══ SUPPLIED TEXT

13  Survey Data

This section will provide a brief introduction to tools available in R for the analysis of survey data.

Here are some supplemental resources:

13.1 What’s the fuss?

Let’s first discuss why we might even want special methods for analyzing survey data in the first place.

When you have survey data, oftentimes as researchers are interested in making inferences from a sample available in the survey to a broader population. However, there may be many ways in which our sample is not representative of the population. The represenativeness of a survey is one component of what is called the “total survey error” framework.

  • Matt Salganik’s book Bit by Bit describes this in section 3.3

In the ideal case, we would draw a simple random sample from the population using probability sampling.

  • Sample n units from an N population where each unit has equal probability of being sampled. We can get sample statistics very simply in this case.
    • For example, the simple mean of a variable measured in the sample would be equivalent to the expected value in the population.
\[\begin{align*} \bar y &= \frac{1}{n}\sum_{i=1}^n y_i\\ \mathbf E(\bar y) &= \mu \end{align*}\]

In this estimator, we assume that all sample units \(i\) represent the same number of units in the population. When could this go wrong? Basically, almost any time we actually try to sample from a population in practice. It is very, very hard to get simple random samples of the population.

Sometimes the way survey samples are collected are through complex designs. Example:

Stratified sample of the United States

  • Consider each county a “strata”
  • Conduct a random sample within strata
  • Why? If you conduct a simple random sample at the individual-level, just by chance you might not not sample within each county

Clustered random sample within the United States

  • Consider each county
  • Sample \(m\) number of counties (these are considered to be “clusters”)
  • Sample within each cluster

When you have generated a sample using cluster or stratified sampling, it is best to account for this data generating process in the analysis to get accurate estimates for sample averages and variances. The R package we will use will account for this.

════

Please continue the survey data section, picking up right after "The R package we will use will account for this."

══ DATA LINES

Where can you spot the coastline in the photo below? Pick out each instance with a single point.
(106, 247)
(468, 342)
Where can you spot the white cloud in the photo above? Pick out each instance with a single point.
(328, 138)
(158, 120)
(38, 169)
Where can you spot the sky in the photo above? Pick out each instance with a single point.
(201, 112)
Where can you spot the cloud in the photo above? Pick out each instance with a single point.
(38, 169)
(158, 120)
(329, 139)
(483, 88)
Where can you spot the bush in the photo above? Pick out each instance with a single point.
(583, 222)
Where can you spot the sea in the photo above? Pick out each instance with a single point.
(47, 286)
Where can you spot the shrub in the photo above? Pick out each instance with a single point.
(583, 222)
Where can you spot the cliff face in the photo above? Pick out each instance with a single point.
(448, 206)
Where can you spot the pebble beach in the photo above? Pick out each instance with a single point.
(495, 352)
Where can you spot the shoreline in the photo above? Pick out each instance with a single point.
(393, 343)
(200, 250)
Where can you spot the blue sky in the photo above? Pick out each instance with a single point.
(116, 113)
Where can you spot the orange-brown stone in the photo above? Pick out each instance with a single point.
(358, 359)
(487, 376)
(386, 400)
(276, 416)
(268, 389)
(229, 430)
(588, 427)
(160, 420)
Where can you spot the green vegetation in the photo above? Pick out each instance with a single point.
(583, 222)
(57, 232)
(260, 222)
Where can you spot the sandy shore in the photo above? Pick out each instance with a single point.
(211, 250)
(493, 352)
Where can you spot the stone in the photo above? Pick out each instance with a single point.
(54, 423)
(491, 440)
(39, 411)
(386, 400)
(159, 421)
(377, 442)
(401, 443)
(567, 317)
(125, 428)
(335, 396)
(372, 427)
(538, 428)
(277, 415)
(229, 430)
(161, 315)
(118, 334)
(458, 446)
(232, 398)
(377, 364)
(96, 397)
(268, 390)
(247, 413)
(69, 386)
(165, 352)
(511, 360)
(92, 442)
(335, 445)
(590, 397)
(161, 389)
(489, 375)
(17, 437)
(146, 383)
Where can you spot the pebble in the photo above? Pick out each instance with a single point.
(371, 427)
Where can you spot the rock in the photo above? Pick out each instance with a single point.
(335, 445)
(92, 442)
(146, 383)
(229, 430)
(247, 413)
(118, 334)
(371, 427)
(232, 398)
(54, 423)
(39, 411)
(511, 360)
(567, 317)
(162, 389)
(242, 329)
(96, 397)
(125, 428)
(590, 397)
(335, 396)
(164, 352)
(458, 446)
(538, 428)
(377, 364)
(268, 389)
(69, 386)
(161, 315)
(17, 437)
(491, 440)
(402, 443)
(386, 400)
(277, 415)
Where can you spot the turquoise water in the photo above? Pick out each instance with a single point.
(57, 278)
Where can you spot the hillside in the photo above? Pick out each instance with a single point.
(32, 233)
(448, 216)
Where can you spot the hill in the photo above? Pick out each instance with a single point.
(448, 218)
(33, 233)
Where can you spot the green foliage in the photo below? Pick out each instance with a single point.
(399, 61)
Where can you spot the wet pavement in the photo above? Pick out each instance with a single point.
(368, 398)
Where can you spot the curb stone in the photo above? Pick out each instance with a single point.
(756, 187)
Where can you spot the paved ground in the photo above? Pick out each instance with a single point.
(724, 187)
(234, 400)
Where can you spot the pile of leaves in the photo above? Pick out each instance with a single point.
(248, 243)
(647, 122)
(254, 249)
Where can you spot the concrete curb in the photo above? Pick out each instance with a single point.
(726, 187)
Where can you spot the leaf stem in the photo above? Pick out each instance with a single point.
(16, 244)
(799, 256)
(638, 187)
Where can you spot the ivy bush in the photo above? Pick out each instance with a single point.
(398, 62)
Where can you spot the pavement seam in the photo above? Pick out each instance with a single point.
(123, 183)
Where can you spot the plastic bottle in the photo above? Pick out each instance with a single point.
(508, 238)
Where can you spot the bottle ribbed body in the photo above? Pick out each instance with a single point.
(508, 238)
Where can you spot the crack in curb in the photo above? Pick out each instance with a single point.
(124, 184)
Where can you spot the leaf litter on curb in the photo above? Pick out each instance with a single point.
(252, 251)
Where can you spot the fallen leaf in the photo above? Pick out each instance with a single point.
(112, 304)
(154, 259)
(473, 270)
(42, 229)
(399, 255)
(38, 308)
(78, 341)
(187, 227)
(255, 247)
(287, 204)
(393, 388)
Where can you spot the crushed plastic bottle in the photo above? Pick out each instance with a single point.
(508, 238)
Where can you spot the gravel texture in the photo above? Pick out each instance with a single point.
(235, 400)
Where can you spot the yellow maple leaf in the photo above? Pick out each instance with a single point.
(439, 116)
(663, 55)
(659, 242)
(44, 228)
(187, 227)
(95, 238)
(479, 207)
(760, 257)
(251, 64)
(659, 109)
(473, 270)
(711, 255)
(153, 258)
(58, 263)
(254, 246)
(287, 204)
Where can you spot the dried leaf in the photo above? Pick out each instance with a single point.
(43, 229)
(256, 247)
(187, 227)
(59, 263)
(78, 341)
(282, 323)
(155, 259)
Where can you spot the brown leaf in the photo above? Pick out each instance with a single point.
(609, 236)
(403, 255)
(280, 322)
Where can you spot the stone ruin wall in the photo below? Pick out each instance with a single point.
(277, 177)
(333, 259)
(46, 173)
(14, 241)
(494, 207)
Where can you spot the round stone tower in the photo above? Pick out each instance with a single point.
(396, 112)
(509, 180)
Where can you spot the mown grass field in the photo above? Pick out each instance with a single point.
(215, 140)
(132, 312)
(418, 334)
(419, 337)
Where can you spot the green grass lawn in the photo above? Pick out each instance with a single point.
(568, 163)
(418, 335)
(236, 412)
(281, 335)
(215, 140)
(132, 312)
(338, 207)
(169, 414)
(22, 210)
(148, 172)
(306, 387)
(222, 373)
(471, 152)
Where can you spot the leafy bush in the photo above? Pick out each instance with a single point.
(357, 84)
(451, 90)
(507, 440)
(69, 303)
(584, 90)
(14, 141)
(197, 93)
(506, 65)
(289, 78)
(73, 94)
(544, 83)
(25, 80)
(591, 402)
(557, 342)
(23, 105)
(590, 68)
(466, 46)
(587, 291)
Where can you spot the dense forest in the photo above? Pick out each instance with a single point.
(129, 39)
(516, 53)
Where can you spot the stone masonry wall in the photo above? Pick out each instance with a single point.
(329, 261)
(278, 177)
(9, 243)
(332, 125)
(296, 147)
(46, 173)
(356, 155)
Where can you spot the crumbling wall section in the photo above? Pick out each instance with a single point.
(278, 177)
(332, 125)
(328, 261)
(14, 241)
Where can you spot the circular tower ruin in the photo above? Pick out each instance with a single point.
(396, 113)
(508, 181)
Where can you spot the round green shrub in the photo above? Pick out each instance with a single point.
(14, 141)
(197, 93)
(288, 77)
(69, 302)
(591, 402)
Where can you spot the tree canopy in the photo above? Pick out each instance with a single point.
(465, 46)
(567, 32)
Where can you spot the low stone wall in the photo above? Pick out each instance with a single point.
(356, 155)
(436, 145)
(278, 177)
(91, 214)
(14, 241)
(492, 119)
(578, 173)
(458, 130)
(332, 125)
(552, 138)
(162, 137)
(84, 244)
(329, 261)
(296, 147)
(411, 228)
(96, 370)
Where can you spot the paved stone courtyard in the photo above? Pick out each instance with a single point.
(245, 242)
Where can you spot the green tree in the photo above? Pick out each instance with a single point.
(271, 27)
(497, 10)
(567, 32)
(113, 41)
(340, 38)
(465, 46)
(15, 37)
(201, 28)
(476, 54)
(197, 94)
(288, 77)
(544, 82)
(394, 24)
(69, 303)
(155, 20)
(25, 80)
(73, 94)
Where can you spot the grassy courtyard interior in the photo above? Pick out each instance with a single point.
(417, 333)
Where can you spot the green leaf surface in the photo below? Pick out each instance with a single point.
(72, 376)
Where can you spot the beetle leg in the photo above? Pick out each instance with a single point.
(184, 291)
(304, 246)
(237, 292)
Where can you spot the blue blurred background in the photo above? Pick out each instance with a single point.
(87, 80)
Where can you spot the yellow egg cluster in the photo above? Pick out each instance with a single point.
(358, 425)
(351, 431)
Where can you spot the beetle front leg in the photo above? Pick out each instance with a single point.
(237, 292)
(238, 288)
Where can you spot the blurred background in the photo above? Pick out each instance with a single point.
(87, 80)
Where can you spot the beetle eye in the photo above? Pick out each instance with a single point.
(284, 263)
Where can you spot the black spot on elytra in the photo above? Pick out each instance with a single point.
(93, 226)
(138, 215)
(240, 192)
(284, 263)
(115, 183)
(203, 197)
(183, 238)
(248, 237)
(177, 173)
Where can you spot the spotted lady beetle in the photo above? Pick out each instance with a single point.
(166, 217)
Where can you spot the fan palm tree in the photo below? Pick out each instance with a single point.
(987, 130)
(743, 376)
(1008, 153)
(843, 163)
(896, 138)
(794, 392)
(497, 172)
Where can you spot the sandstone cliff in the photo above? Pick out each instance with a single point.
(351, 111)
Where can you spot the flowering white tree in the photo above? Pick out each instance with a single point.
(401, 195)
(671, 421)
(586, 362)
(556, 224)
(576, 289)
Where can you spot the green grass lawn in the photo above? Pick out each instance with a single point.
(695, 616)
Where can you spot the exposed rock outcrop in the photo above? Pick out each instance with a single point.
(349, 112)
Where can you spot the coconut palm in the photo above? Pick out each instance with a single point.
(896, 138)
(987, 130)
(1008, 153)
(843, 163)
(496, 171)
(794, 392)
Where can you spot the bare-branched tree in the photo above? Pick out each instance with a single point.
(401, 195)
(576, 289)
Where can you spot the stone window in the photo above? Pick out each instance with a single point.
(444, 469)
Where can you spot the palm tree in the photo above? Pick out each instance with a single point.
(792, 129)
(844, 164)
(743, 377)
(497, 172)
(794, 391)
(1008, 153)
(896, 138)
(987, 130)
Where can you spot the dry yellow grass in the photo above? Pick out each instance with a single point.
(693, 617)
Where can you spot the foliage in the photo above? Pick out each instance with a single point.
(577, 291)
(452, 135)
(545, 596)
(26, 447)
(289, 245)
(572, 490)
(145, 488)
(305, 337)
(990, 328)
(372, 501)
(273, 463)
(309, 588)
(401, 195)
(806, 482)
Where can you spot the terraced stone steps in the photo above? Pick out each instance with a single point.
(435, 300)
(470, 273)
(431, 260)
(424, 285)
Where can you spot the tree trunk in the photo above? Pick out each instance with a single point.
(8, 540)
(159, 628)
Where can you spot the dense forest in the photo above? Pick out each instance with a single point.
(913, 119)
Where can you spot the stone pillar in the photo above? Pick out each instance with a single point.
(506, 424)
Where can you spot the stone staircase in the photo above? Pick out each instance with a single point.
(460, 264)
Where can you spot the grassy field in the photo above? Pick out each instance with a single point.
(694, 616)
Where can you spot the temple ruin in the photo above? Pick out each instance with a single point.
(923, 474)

════

TASK ANSWER >>
13.1.1 Weighting Surveys

In many cases, our survey data are not perfectly representative of the population. In these cases, often a researcher might want to employ weights to adjust the estimates calculated from a sample in order to make them more accurate for the population of interest.

  • What was the problem: Each unit \(i\) in the sample no longer represents the same number of units in the cluster, strata, or population. Some types of people might be “overrepresented” in the sample relative to the population, and some might be underrepresented.
  • One Solution: Weights \(w\) to reflect/ adjust for the number of units in the population that the sampled unit \(i\) represents.
  • What do we need? Auxiliary information about the target population so we know how to adjust the data
    • Where do we get this? Sometimes it is provided by survey firms or described in the codebook of existing surveys. Other times, you could consider constructing your own weights.

Example: \[\begin{align*} \bar y &= \sum_{i=1}^n y_i*w_i\\ \end{align*}\]

When will weights matter?

  • Weights will matter particularly when your data are unrepresentative on characteristics that directly influence your outcomes of interest.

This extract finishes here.